> **AIM**
Format the material as a Markdown table with two columns, Row and Line, giving each non-blank line its own numbered row. Begin at the line that has "outline --target=mist from" and stop after the line that has "MULTIPOLYGON (((169 610, 205".
— Start of DATA EXTRACT —
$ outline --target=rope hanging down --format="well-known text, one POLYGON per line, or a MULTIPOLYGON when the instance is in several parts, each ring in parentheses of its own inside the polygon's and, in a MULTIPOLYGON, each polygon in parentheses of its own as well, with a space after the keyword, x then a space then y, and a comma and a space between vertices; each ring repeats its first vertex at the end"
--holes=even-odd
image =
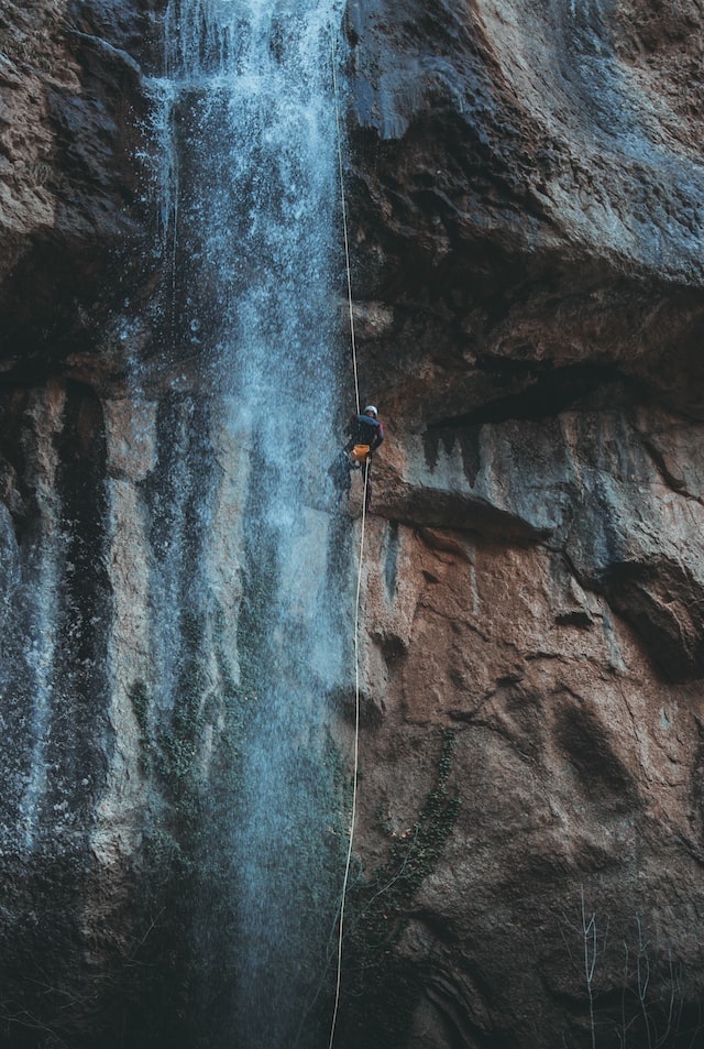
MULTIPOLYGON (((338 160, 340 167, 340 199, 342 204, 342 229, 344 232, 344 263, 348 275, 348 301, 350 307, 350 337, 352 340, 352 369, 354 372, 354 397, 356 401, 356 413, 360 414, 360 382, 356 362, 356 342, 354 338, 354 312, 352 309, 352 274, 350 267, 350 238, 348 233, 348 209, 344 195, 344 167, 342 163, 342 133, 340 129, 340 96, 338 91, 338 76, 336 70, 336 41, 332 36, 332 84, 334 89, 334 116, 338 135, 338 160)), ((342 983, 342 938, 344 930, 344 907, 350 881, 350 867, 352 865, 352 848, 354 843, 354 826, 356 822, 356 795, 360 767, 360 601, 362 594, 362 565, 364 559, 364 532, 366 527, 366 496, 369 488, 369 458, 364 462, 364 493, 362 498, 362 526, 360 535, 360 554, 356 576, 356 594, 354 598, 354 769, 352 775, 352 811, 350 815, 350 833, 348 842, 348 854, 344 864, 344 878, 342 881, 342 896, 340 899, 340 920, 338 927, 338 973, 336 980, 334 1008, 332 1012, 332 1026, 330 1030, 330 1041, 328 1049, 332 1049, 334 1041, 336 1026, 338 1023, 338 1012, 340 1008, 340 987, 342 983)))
— End of DATA EXTRACT —
— Start of DATA EXTRACT —
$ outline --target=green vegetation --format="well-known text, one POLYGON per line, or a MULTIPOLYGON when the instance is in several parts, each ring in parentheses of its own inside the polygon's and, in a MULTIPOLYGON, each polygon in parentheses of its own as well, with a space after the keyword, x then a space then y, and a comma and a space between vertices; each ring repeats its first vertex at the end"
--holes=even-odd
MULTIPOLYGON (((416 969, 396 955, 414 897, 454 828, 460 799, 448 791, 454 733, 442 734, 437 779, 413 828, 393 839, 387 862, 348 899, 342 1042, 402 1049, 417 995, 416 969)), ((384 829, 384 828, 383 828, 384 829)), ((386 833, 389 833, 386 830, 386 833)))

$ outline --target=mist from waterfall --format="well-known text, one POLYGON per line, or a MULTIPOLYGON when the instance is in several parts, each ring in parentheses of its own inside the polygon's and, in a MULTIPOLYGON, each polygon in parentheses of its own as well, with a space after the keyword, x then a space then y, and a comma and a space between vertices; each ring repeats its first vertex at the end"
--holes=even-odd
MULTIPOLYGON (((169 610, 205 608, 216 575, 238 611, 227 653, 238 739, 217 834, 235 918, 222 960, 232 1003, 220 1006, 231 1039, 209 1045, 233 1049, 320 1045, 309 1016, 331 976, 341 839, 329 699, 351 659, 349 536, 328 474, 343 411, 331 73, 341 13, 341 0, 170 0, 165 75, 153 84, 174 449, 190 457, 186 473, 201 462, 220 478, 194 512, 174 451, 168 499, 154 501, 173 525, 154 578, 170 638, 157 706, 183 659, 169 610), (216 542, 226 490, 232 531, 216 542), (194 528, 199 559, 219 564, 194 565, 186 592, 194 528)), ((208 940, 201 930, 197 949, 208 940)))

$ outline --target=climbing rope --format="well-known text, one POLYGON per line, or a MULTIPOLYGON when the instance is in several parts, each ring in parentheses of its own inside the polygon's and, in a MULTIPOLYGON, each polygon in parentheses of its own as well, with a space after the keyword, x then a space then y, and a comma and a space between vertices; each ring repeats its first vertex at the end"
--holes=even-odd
— End of DATA EXTRACT —
> **FINISHED EXERCISE**
| Row | Line |
|---|---|
| 1 | $ outline --target=mist from waterfall --format="well-known text, one POLYGON per line, or a MULTIPOLYGON when the instance is in several parts, each ring in parentheses of its own inside the polygon's and, in a MULTIPOLYGON, each polygon in parentheses of its own as well, with a space after the keyword, x then a space then y, and a comma and a space between vertices; each ring repeats its first vertex at the end" |
| 2 | --holes=even-odd |
| 3 | MULTIPOLYGON (((169 610, 205 608, 216 575, 238 611, 227 653, 238 739, 217 834, 235 918, 222 960, 232 1003, 220 1006, 231 1039, 209 1045, 233 1049, 320 1045, 309 1016, 331 976, 341 839, 329 699, 351 659, 349 536, 328 474, 343 411, 331 73, 341 13, 341 0, 170 0, 165 75, 153 84, 174 449, 190 457, 186 473, 201 462, 220 478, 194 512, 174 451, 168 499, 154 501, 173 525, 154 578, 170 638, 157 706, 183 659, 169 610), (216 542, 226 490, 232 531, 216 542), (194 528, 199 559, 219 564, 194 565, 186 592, 194 528)), ((208 940, 201 930, 197 949, 208 940))) |